Exercise description: Copy each line of the records that holds the string "outline".

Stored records
=== Section Start ===
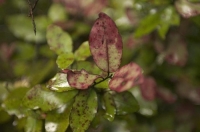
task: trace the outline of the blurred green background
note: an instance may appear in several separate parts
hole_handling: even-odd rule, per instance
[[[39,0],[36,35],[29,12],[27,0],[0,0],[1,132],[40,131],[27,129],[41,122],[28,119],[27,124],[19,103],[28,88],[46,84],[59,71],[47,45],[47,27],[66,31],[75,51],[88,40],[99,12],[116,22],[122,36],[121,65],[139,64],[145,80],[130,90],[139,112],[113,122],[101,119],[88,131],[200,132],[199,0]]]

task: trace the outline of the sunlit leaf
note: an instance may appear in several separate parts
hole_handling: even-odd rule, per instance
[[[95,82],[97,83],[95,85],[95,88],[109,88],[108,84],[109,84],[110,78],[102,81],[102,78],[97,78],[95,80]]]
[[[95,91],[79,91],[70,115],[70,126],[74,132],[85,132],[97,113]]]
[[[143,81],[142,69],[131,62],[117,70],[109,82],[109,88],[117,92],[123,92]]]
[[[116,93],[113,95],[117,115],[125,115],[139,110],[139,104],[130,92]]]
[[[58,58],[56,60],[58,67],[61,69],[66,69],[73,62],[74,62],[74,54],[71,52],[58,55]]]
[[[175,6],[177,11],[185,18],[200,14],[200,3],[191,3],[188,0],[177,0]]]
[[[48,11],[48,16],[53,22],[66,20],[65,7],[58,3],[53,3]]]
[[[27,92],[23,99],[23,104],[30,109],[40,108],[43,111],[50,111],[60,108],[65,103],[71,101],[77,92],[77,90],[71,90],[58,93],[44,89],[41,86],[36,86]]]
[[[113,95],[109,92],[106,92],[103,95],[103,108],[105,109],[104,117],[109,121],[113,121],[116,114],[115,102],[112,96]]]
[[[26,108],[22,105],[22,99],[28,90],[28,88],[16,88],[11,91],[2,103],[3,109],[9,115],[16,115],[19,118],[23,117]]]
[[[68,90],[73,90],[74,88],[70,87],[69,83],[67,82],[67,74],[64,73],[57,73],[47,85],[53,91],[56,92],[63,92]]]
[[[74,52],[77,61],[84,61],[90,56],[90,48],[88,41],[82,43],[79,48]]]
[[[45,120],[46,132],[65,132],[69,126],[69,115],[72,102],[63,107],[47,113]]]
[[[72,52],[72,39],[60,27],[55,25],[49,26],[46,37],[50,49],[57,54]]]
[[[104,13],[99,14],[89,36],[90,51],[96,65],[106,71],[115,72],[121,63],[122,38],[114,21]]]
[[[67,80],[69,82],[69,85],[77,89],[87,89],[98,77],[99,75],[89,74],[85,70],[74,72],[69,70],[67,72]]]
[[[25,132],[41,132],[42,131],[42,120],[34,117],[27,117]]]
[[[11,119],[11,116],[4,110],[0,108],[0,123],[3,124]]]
=== Section End ===
=== Section Start ===
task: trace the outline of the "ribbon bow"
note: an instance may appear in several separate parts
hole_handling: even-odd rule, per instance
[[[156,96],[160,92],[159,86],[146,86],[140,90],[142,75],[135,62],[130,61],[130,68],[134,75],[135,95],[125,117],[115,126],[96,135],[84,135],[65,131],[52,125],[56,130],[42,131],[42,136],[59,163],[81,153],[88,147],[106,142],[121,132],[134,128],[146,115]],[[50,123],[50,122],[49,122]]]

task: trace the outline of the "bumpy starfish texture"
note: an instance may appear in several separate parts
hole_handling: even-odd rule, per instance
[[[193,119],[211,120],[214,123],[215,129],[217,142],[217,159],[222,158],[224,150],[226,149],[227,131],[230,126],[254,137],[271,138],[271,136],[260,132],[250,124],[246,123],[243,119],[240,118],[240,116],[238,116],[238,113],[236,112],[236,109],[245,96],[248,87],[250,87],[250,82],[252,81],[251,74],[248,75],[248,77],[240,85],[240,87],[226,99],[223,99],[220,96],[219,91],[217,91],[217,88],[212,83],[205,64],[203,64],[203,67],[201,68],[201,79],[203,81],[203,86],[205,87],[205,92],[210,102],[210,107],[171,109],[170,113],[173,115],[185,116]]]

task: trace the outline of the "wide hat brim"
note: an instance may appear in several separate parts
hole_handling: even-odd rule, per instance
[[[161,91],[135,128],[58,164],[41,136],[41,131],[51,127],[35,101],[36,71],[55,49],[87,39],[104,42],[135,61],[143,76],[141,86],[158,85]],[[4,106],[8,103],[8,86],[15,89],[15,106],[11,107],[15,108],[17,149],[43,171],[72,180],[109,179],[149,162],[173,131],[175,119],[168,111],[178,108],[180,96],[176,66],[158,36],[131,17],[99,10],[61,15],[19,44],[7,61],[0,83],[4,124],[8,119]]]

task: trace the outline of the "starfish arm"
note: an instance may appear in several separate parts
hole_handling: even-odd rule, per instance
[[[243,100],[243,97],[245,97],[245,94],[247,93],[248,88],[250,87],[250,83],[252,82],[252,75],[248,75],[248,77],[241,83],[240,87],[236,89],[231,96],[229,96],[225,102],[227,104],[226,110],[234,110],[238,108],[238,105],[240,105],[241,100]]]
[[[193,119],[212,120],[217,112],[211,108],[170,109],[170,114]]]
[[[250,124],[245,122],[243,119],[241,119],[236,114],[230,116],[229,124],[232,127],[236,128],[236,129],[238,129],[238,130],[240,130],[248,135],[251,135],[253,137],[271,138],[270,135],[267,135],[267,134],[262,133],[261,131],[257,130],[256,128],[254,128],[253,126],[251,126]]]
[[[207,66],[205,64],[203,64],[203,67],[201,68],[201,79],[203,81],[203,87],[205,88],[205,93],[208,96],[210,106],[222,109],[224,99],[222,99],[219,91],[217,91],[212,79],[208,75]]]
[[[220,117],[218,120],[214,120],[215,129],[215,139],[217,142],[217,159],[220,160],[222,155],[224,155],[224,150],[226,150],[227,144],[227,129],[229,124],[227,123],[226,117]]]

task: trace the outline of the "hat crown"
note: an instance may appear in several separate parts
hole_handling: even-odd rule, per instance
=== Section End ===
Solution:
task: trace the outline of the blurred green background
task: trace the outline of the sunlit leaf
task: trace the outline of the "ribbon bow"
task: trace the outline of the "bumpy starfish texture"
task: trace the outline of the "wide hat brim"
task: trace the outline of the "starfish arm"
task: trace the outline of the "hat crown"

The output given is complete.